Write out the entries below once more, exactly.

+--

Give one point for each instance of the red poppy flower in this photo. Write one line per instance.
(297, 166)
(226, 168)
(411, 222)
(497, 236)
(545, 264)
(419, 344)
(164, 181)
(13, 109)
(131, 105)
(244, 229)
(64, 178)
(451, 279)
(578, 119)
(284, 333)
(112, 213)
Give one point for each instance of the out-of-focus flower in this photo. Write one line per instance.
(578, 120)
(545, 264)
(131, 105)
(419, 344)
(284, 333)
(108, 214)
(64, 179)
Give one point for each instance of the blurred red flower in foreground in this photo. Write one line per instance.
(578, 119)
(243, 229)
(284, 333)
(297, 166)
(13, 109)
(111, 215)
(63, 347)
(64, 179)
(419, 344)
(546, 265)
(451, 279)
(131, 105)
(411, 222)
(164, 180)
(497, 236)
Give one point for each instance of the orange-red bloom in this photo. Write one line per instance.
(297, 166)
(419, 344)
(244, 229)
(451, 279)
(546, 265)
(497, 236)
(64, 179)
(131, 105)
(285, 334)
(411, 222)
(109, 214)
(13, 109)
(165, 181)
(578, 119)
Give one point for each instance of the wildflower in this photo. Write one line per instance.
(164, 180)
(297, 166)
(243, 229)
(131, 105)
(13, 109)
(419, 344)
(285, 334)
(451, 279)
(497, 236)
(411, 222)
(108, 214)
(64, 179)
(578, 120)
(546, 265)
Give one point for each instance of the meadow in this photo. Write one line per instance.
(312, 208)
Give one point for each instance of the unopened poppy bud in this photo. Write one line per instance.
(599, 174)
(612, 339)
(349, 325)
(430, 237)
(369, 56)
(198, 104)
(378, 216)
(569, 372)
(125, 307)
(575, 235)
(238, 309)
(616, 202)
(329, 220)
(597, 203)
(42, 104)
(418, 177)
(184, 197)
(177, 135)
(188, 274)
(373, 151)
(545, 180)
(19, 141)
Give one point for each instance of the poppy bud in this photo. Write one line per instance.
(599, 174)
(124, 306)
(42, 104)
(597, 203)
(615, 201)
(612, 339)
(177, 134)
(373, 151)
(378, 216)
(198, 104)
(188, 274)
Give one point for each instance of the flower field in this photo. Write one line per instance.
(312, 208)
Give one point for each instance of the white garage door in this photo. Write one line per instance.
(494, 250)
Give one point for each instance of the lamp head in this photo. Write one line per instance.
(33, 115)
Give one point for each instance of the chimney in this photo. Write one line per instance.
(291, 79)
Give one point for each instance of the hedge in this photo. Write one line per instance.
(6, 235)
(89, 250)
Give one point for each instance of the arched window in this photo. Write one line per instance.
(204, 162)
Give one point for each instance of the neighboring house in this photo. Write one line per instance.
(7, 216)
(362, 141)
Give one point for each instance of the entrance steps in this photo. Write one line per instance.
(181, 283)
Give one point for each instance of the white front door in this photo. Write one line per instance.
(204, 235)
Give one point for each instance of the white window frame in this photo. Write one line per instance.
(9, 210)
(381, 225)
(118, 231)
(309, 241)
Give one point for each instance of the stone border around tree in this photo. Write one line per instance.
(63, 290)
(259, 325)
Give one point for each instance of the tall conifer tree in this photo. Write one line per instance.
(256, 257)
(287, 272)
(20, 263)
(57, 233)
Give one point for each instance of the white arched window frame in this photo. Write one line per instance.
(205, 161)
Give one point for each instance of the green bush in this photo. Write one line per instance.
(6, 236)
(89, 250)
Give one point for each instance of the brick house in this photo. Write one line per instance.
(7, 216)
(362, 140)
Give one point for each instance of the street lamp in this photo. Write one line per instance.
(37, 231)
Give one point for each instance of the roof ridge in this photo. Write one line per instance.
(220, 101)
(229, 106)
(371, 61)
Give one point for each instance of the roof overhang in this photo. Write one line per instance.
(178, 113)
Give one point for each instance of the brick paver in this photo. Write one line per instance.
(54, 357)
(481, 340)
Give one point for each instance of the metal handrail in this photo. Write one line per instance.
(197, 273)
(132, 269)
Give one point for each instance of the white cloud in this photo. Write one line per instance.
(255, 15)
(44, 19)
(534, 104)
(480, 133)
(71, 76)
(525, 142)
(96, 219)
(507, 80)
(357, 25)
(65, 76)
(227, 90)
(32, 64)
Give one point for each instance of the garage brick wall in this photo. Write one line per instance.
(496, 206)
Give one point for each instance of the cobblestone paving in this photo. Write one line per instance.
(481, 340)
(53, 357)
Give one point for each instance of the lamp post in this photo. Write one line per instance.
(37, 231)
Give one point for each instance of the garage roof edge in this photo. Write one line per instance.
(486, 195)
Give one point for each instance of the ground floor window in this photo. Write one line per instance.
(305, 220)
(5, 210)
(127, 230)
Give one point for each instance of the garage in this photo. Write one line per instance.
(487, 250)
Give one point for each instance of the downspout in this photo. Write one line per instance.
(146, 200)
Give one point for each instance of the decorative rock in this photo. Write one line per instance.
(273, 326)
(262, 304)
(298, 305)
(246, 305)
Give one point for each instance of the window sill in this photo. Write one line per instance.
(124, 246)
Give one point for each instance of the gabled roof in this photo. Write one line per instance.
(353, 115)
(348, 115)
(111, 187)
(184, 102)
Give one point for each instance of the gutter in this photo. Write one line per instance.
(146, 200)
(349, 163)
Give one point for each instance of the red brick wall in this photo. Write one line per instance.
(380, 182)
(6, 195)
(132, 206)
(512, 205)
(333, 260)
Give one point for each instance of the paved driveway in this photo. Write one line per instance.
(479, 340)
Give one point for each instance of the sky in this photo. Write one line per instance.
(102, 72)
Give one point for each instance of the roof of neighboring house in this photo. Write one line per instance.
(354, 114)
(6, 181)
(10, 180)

+--

◆ Response area:
Give one point for each instance of the red poppy flower in this photo. Write one line per instance.
(297, 166)
(226, 168)
(411, 222)
(497, 236)
(545, 264)
(419, 344)
(164, 181)
(13, 109)
(131, 105)
(244, 229)
(64, 178)
(451, 279)
(578, 119)
(284, 333)
(112, 213)
Give one point for each instance of the out-of-focus flower in this photo. Write one line per instance.
(578, 120)
(545, 264)
(131, 105)
(419, 344)
(284, 333)
(108, 214)
(64, 179)
Give one point for each instance of the blurred red flower in foreground in this photo. Write one line per instance.
(578, 119)
(243, 229)
(284, 333)
(297, 166)
(13, 109)
(111, 215)
(63, 347)
(64, 179)
(419, 344)
(546, 265)
(451, 279)
(131, 105)
(411, 222)
(164, 180)
(497, 236)
Give one point for each instance of the orange-red bloom in this photo. Write one line per instance.
(297, 166)
(419, 344)
(244, 229)
(451, 279)
(546, 265)
(497, 236)
(64, 179)
(131, 105)
(285, 334)
(411, 222)
(109, 214)
(13, 109)
(165, 181)
(578, 119)
Give one point for each instance of the wildflower in this photo. Write one line per instance.
(164, 180)
(297, 166)
(243, 229)
(131, 105)
(13, 109)
(419, 344)
(285, 334)
(451, 279)
(497, 236)
(411, 222)
(108, 214)
(64, 179)
(578, 120)
(546, 265)
Give one point for each instance of the meadow in this photo. Write one line per instance.
(312, 208)
Give one point for each instance of the unopened poppy bud in this photo. Write one line per instance.
(599, 174)
(612, 339)
(349, 325)
(430, 237)
(369, 56)
(198, 104)
(378, 216)
(569, 372)
(125, 307)
(575, 235)
(238, 309)
(616, 202)
(329, 220)
(597, 203)
(42, 104)
(418, 177)
(184, 197)
(177, 135)
(188, 274)
(373, 151)
(545, 180)
(19, 141)
Give one point for each instance of the poppy bud in this photo. Write one line per instance.
(599, 174)
(124, 306)
(42, 104)
(597, 203)
(615, 201)
(612, 339)
(177, 134)
(373, 151)
(378, 216)
(198, 104)
(188, 274)
Give one point for each instance of the flower field in this photo. Write one line per instance.
(312, 208)
Give one point for each instance of the white garage door in this photo. Write one line per instance.
(494, 250)
Give one point for each instance of the lamp head in this photo. Write one line per instance.
(33, 115)
Give one point for each instance of the chimney in this photo. Write one line per instance.
(291, 79)
Give one point for each instance of the hedge in this photo. Write one line per instance.
(6, 235)
(89, 250)
Give one point for each instance of the arched window in this photo. Write one line per instance.
(204, 162)
Give one point for each instance of the neighboring house in this photo. Write one line per instance.
(7, 216)
(362, 141)
Give one point for each instance of the entrance steps in this photo. Write one line per instance.
(181, 283)
Give one point for each instance of the white front door in this photo. Write one line per instance.
(204, 235)
Give one point for each instance of the white window frame in this photo. Write one line per instance.
(9, 210)
(381, 225)
(118, 231)
(309, 241)
Give one point for each instance of the stone border around tree in this photo. Write one line per instance.
(63, 290)
(259, 325)
Give one point for each instance of the tall conifer tree in this photo. Write one line per instance.
(256, 257)
(287, 272)
(20, 263)
(57, 233)
Give one point for each instance of the white arched window frame in this photo. Write one line per instance.
(205, 161)
Give one point for each instance of the green bush in this photo. Write one line per instance.
(6, 236)
(89, 250)
Give one point for each instance of the brick house in this photo. Write one line per instance.
(7, 216)
(362, 140)
Give one point for each instance of the street lamp in this photo. Write one line per instance.
(37, 231)
Give one point for each instance of the roof ridge in this photo. Write one line per instance.
(220, 101)
(229, 106)
(371, 61)
Give one point for each instance of the roof overhang in this photo. Write one line per instance.
(178, 113)
Give one point for each instance of the brick paver in this photo. Write one line per instance.
(54, 357)
(481, 340)
Give one point for each instance of the metal handrail in this photo. Write one line per instance.
(197, 273)
(132, 269)
Give one point for each instance of the white cloud in this photo. Write one line per instance.
(255, 15)
(44, 19)
(534, 104)
(480, 133)
(71, 76)
(525, 142)
(96, 219)
(507, 80)
(357, 25)
(65, 76)
(227, 90)
(32, 64)
Give one point for each instance of the garage brick wall in this photo. Write one line per instance.
(496, 206)
Give one point for each instance of the cobblestone paving in this photo. Write one line per instance.
(481, 340)
(53, 357)
Give one point for each instance of the lamp post in this photo. Write one line per instance.
(37, 231)
Give one point for each instance of the garage roof edge in this photo. Write one line per instance.
(486, 195)
Give one point for each instance of the ground floor window in this photo. Write one line per instance.
(305, 220)
(5, 210)
(127, 230)
Give one point for each instance of the garage in this photo. Write one line per instance.
(487, 250)
Give one point for each instance of the downspout in this photo. Write one line per instance.
(146, 200)
Give one point for each instance of the decorative rock in this photo. Write one line per instance.
(273, 326)
(262, 304)
(298, 305)
(246, 305)
Give one point for each instance of the window sill in this photo. Write one line per instance.
(124, 246)
Give one point for each instance of the gabled roof in this photo. Write one line per instance.
(353, 115)
(348, 115)
(111, 187)
(184, 102)
Give one point for each instance of the gutter in this photo. Write one line per instance.
(146, 200)
(349, 163)
Give one point for each instance of the red brick wall in this photo. Write one line per instance.
(380, 182)
(6, 195)
(132, 206)
(512, 205)
(333, 260)
Give one point for each instance of the paved driveway in this photo. Write one line per instance.
(479, 340)
Give one point for each instance of the sky in this photo. Write one line per instance.
(102, 72)
Give one point for each instance of the roof of neighboring house in this photo. Write one line per instance.
(354, 114)
(6, 181)
(10, 180)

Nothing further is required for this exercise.